What you need to do
Extract the full set of records that follows, word for word.

Material shown

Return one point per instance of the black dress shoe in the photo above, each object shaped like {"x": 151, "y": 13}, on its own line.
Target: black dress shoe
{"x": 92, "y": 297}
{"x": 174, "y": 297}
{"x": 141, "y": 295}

Right answer
Return one point per instance of the black dress shoe in the photo above, each object shaped like {"x": 151, "y": 13}, on its own line.
Target: black dress shoe
{"x": 92, "y": 297}
{"x": 174, "y": 297}
{"x": 141, "y": 295}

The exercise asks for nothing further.